Exercise ▸ Copy every one of the items below word for word, keeping each line in its original order.
— Start of Excerpted records —
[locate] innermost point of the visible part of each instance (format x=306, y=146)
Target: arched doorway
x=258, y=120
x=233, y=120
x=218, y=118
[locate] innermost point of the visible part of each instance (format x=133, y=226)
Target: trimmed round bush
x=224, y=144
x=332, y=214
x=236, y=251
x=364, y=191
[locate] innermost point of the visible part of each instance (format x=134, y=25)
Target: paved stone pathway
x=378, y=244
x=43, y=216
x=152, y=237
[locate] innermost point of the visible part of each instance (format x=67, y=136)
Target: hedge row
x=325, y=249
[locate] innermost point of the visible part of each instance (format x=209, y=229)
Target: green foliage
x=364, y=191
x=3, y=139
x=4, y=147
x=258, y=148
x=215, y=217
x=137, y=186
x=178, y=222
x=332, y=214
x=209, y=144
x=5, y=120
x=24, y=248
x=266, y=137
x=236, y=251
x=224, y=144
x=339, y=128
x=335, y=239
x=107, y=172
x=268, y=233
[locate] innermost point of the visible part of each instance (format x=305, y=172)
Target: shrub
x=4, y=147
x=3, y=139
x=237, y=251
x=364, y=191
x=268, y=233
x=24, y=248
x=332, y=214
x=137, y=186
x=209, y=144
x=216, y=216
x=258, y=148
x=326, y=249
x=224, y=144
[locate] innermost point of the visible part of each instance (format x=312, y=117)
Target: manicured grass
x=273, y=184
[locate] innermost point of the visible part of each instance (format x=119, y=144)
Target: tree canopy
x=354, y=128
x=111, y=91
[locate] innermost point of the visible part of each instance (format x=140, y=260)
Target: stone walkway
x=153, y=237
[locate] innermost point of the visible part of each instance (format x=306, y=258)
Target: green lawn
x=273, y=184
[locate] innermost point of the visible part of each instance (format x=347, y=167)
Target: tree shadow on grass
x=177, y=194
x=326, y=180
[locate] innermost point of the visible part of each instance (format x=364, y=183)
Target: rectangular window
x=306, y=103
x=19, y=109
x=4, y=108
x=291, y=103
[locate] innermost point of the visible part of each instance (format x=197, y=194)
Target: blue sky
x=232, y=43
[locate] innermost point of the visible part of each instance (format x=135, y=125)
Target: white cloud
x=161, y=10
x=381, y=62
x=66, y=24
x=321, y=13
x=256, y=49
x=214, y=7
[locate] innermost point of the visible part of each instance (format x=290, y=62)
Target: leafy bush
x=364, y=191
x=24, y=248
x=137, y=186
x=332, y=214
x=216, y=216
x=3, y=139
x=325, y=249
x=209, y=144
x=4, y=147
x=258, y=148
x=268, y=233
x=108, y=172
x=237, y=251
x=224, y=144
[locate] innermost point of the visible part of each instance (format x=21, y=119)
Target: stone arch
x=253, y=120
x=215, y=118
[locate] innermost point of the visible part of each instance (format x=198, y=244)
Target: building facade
— End of Excerpted records —
Answer to this problem ▸
[locate] innermost point of the visible part of each instance (format x=306, y=146)
Target: arched doorway
x=258, y=120
x=233, y=120
x=218, y=118
[locate] innermost point of the visible part of each instance (format x=133, y=226)
Target: trimmed round bush
x=224, y=144
x=332, y=214
x=236, y=251
x=364, y=191
[locate] innermost point of the visible part of each instance (format x=134, y=25)
Target: paved stone pathway
x=378, y=244
x=43, y=216
x=152, y=237
[locate] innermost point of the visible part of each instance (format x=67, y=136)
Target: hedge row
x=325, y=249
[locate] innermost point of the visible part of each instance (format x=209, y=229)
Target: green foliage
x=364, y=191
x=3, y=139
x=4, y=147
x=258, y=148
x=215, y=217
x=137, y=186
x=178, y=222
x=332, y=214
x=209, y=144
x=5, y=120
x=24, y=248
x=266, y=137
x=236, y=251
x=224, y=144
x=339, y=128
x=335, y=239
x=107, y=172
x=268, y=233
[locate] innermost point of the visible part of each instance (format x=305, y=172)
Target: shrub
x=4, y=147
x=3, y=139
x=237, y=251
x=364, y=191
x=268, y=233
x=24, y=248
x=332, y=214
x=137, y=186
x=209, y=144
x=216, y=216
x=258, y=148
x=326, y=249
x=224, y=144
[locate] innermost point of the visible part of each instance (format x=312, y=117)
Target: manicured grass
x=273, y=184
[locate] innermost point of the visible part of each instance (format x=119, y=144)
Target: tree canopy
x=354, y=128
x=111, y=91
[locate] innermost point of the visible part of each instance (format x=140, y=260)
Target: stone walkway
x=153, y=237
[locate] innermost point of the visible part of each instance (format x=306, y=258)
Target: green lawn
x=273, y=184
[locate] innermost point of the visible part of each instance (format x=347, y=167)
Target: tree shadow on grass
x=177, y=194
x=326, y=180
[locate] innermost point of the visible part of each instance (format x=364, y=183)
Target: rectangular window
x=306, y=103
x=19, y=109
x=4, y=108
x=291, y=103
[locate] innermost point of the visible part of each instance (format x=197, y=194)
Target: blue sky
x=232, y=43
[locate] innermost point of the visible part of each instance (format x=135, y=125)
Target: white cloud
x=161, y=10
x=381, y=62
x=66, y=24
x=321, y=13
x=256, y=49
x=214, y=7
[locate] innermost point of the visible part of each instance (format x=290, y=62)
Target: leafy bush
x=364, y=191
x=24, y=248
x=137, y=186
x=332, y=214
x=216, y=216
x=3, y=139
x=325, y=249
x=209, y=144
x=4, y=147
x=258, y=148
x=268, y=233
x=108, y=172
x=237, y=251
x=224, y=144
[locate] innermost point of the visible part of each instance (format x=21, y=119)
Target: stone arch
x=253, y=120
x=215, y=118
[locate] innermost point of the visible part of each instance (format x=198, y=244)
Target: building facade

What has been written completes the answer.